WORK INSTRUCTIONS: Repeat everything in the material exactly.

## start ITEMS

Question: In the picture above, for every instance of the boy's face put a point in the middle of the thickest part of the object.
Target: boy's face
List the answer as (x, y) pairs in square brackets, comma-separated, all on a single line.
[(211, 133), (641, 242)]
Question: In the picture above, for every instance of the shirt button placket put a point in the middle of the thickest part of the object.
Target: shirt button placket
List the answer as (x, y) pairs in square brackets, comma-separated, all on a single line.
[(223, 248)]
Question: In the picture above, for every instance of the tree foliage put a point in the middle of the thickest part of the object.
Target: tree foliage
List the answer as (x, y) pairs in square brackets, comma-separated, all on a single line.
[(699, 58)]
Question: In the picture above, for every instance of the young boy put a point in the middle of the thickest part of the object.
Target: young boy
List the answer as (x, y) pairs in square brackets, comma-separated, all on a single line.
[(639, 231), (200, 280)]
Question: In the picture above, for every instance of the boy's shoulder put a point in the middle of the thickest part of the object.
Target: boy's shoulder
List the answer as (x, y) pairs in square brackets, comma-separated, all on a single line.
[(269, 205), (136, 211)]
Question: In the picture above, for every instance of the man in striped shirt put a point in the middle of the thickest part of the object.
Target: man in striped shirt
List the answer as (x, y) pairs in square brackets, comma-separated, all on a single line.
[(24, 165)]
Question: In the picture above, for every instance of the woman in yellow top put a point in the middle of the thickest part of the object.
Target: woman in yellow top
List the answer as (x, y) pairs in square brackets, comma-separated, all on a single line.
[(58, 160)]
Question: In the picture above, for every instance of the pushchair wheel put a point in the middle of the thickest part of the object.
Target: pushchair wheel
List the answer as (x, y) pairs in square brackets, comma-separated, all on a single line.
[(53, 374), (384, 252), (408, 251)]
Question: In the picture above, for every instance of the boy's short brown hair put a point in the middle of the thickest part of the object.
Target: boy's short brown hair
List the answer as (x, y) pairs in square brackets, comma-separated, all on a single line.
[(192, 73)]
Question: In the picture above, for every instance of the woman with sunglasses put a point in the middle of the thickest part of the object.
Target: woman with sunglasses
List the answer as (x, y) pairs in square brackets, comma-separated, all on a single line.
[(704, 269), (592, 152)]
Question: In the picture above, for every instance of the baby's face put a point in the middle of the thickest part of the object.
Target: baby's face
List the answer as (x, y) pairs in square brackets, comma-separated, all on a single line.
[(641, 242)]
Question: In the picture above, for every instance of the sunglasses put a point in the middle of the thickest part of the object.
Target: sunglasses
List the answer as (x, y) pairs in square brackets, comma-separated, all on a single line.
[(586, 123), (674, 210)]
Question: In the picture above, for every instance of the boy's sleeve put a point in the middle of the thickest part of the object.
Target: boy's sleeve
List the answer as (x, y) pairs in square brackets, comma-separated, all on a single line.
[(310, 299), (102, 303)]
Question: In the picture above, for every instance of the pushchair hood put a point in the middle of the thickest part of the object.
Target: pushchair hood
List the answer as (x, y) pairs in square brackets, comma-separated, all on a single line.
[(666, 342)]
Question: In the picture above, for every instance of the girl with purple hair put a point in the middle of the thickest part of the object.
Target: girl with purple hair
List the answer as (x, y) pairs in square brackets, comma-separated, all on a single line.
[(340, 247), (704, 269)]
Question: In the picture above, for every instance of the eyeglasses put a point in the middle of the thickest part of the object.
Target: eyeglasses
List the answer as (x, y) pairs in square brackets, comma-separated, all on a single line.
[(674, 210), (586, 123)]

## end ITEMS

TASK ANSWER:
Question: In the picture above, for every instance of the boy's face put a point in the middle of the thickest part of the object.
Target: boy's face
List the answer as (x, y) pairs in square brackets, comma-separated, all on a single line.
[(211, 133), (641, 242)]
Question: In the picture above, for every instance of the shirt button placket put a point in the middle of the thickest part of the object.
Target: shirt button placket
List the answer as (x, y) pairs in square brackets, comma-separated, all on a single line.
[(223, 248)]
Question: In the picture above, for every instance of the tree foliage put a point in the middle of the thickest part of the object.
Target: tree foliage
List the answer as (x, y) pairs in square brackets, comma-separated, all on a single line.
[(699, 58)]
Question: In the picture above, for every instance of the young boy put a point in the middle of the thickest part of the object.
Target: young boy
List the answer as (x, y) pairs in square brackets, comma-separated, all on a single line.
[(639, 231), (200, 280)]
Question: In the picture above, for every instance of the boy's shoulder put a point in the middle of the thickest part of the object.
Target: boy's shoulder
List the answer as (x, y) pairs in square brackets, comma-separated, all on a single line.
[(269, 205), (136, 211)]
Question: In the picture above, for every instance of the man in striped shirt put a point in the middle of the thickest part of the object.
Target: man in striped shirt
List the answer as (x, y) pairs in square brackets, comma-separated, all on a single line.
[(24, 165)]
Question: In the picture above, for every instance of the woman in yellow top put a point in the middle of the thickest part of the object.
Target: woman in yellow top
List the answer as (x, y) pairs in square brackets, comma-separated, all on a single line.
[(58, 160)]
Question: In the picture above, for every instance of the pushchair wheel put a point in the middle of the thickest part of the object.
Target: pushchair wheel
List the answer as (x, y) pairs in square brackets, comma-separated, all on a single line.
[(53, 374), (384, 252), (408, 251)]
Question: In the picture above, for every instance of the boy's short brown hair put a point in the middle of the thickest part of the object.
Target: boy's short brown hair
List the answer as (x, y) pairs in square brackets, comma-separated, all on a single line.
[(192, 73)]
Question: In the picture above, for every instance of the woman with sunglasses put a point in the middle of the thickest part of the object.
Target: woman with sunglasses
List the answer as (x, y) pairs in square brackets, comma-separated, all on a single line.
[(704, 269), (592, 152)]
Question: In the picture above, for every instance of the baby's face put a point in the middle of the thickest part of the object.
Target: baby's face
List the answer as (x, y) pairs in square brackets, comma-separated, all on a single line.
[(641, 242)]
Question: In the picture above, for every instance of the sunglasses put a point in the middle of the thickest part of the object.
Target: sunglasses
List the answer as (x, y) pairs in square brackets, comma-separated, all on a single line.
[(586, 123), (674, 210)]
Question: In the picture above, for every instance of the boy's sleeve put a point in the middle of the thickest part of the object.
Target: boy's sleeve
List the answer as (x, y) pairs in square brackets, comma-separated, all on a single line.
[(310, 299), (102, 303)]
Question: In the picture above, for every instance of the pushchair hood put a point in the middle of the thickest part of the object.
Target: pushchair hood
List the answer as (x, y) pairs in square brackets, comma-separated, all on a single line.
[(666, 342)]
Question: In the picture above, for every instance of the girl with purple hair put a point in the middle of the thickest part of the object.
Target: girl with purple hair
List the answer as (x, y) pairs in square brackets, comma-separated, all on a single line.
[(340, 247), (704, 269)]
Question: In the picture above, for every instance of the eyeglasses put a point in the middle of the thickest part of the object.
Target: eyeglasses
List the answer as (x, y) pairs in square brackets, comma-separated, all on a single line.
[(674, 210), (586, 123)]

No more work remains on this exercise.